(Task prompt): Every line from the line containing "Pick out the snow-covered" through the final line below must be returned exactly, and no other line.

(Dataset records):
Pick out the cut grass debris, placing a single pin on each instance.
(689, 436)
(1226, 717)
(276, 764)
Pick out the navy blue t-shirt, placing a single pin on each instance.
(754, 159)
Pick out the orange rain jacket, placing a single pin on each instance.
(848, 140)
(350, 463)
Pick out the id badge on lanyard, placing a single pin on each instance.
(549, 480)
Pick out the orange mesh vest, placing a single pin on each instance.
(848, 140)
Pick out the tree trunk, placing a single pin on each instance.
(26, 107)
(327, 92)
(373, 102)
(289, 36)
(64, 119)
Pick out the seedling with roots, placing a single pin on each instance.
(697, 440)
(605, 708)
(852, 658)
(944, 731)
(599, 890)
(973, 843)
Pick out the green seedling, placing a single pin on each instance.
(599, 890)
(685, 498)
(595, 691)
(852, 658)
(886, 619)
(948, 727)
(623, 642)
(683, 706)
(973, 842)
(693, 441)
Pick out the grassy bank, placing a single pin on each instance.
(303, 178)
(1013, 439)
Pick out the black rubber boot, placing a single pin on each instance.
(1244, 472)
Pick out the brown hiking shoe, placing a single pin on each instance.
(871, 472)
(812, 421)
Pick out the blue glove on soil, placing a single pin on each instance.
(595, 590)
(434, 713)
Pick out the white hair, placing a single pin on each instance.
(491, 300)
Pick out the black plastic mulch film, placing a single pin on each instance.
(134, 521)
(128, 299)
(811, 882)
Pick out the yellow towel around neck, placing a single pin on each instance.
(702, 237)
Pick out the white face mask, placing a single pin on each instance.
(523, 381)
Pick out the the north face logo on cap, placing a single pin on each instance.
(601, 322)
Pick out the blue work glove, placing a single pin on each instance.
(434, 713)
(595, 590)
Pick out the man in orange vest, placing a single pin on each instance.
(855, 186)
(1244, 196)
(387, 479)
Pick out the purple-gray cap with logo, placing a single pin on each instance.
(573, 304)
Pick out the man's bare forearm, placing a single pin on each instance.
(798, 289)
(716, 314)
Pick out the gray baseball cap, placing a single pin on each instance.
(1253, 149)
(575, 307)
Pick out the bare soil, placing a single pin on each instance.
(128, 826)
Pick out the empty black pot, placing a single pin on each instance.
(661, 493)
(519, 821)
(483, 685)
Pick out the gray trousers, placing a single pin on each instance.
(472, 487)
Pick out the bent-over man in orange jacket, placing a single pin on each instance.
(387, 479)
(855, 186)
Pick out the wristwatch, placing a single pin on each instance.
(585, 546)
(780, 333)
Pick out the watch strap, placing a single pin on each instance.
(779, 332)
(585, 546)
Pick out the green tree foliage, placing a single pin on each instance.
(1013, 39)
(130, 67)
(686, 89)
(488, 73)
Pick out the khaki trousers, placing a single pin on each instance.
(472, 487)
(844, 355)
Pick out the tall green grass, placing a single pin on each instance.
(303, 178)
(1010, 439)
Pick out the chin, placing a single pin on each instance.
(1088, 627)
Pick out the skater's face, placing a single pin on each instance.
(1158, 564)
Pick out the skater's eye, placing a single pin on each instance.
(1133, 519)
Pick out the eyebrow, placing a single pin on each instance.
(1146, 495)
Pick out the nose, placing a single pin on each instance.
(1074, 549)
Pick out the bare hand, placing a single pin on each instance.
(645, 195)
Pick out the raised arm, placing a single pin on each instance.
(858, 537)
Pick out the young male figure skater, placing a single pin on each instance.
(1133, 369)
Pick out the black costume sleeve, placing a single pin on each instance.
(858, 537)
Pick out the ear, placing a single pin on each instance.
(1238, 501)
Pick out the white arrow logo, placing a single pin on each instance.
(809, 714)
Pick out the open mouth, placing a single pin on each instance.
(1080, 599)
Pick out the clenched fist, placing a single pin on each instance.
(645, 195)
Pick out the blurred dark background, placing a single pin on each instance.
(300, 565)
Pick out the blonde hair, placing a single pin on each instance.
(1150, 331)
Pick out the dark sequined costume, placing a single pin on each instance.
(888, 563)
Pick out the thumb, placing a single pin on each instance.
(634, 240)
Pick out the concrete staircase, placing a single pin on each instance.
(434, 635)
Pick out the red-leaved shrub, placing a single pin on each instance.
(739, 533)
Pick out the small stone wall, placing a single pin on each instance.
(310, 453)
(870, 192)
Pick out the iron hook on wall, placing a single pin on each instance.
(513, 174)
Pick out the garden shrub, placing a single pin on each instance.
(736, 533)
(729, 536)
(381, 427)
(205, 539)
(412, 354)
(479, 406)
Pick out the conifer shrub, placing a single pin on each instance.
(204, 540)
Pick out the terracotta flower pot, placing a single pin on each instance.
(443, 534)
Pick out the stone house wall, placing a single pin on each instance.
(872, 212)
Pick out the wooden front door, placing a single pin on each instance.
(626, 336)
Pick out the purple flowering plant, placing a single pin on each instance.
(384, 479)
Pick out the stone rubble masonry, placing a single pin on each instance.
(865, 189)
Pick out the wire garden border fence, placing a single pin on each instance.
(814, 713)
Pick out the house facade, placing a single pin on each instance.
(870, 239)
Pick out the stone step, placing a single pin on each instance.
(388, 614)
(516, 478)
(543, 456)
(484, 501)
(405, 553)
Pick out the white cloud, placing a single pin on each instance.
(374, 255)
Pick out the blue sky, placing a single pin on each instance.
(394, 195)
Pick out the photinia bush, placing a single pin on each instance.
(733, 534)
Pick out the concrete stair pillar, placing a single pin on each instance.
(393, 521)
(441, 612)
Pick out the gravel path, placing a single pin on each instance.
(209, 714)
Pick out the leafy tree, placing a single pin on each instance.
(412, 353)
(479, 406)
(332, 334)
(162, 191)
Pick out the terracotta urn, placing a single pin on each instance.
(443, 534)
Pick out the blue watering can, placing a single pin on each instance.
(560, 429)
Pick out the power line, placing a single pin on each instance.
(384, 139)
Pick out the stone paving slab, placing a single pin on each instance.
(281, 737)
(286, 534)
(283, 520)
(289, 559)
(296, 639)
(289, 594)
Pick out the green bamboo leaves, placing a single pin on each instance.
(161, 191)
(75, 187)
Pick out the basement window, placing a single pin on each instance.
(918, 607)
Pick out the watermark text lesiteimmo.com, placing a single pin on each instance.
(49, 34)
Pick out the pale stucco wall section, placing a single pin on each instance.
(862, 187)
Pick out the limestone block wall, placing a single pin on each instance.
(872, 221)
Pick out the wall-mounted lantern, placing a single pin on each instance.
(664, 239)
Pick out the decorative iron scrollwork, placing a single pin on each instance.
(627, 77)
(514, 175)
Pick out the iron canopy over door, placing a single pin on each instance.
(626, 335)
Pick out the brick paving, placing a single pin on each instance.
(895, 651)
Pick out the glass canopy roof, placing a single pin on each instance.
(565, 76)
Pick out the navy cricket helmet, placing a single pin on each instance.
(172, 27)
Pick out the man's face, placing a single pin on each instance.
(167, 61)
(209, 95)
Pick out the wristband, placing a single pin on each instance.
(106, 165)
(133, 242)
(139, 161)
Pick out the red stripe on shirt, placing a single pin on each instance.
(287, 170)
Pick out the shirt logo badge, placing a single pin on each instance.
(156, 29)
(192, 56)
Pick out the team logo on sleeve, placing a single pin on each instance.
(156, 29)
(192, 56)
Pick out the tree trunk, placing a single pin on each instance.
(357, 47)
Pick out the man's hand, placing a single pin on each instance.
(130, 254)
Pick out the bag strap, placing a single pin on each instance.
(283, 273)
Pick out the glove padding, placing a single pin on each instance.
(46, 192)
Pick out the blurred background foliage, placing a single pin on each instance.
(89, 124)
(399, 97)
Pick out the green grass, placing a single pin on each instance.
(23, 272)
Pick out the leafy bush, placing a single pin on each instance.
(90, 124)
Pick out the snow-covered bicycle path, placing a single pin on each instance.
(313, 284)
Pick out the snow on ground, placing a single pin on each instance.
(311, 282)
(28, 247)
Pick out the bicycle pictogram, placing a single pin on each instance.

(Expected answer):
Pick out the snow-covered bicycle path, placing a single pin on each instance.
(313, 284)
Pick out the snow on ground, placing a single pin on each instance.
(311, 282)
(28, 247)
Pick out the bicycle pictogram, placing a single pin on each instance.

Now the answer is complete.